- _Material provided_:
———
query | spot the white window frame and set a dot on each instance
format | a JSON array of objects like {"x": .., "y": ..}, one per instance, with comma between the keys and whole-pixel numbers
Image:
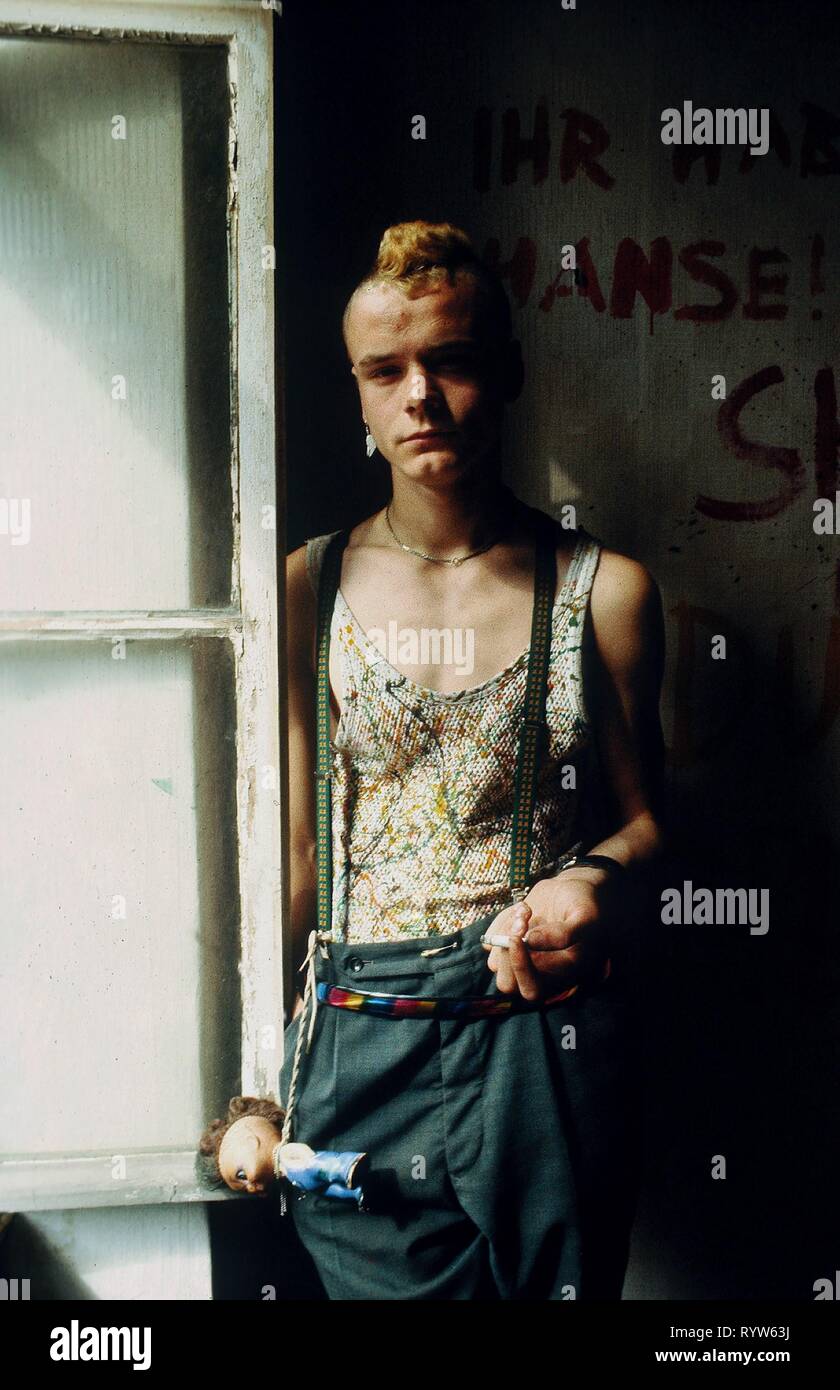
———
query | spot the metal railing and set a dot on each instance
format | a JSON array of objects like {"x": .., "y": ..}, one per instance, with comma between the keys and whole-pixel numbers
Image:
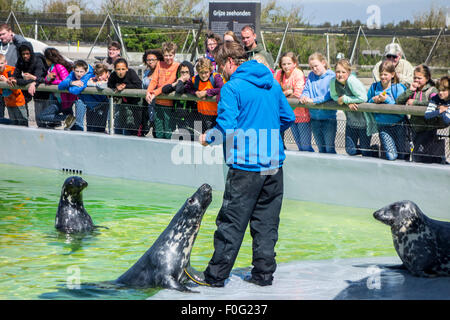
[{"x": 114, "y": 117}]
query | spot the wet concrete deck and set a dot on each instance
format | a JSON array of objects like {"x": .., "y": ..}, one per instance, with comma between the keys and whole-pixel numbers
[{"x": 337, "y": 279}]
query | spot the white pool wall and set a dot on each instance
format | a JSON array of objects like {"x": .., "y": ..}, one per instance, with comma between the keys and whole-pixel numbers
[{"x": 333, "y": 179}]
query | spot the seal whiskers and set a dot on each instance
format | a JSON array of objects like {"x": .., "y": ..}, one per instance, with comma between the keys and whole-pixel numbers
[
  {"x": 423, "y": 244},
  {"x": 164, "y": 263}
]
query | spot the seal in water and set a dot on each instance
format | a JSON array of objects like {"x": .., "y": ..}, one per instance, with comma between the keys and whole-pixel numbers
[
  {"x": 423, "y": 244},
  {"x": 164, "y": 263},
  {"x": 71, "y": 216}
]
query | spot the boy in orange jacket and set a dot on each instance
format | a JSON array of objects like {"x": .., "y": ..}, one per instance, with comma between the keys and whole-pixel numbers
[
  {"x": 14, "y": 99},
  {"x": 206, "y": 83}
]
———
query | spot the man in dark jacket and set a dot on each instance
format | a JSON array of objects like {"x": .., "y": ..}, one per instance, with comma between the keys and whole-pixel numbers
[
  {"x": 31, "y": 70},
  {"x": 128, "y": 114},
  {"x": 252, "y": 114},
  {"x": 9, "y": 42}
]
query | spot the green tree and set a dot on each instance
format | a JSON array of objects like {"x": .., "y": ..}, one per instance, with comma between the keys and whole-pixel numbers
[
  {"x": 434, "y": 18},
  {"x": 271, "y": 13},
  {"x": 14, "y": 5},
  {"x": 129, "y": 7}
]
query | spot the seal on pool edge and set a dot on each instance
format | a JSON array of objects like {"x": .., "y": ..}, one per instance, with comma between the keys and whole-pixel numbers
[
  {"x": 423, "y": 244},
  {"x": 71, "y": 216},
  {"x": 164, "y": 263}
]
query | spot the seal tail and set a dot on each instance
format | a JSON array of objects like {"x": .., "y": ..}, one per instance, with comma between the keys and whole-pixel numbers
———
- _What you will do_: Please transcribe exactly the lines above from the line that has "query | spot the man" up to and including the line that has "query | spot the green"; no other line belongs in the answer.

- _Result of the exercise_:
query | spot the man in dark jacket and set a dot on each instance
format | a JSON array of objects like {"x": .., "y": ..}, one per instance, with comma between the keys and whole-pixel numbers
[
  {"x": 31, "y": 70},
  {"x": 128, "y": 114},
  {"x": 252, "y": 114},
  {"x": 9, "y": 42}
]
query | spot the green tree and set a dot on each instance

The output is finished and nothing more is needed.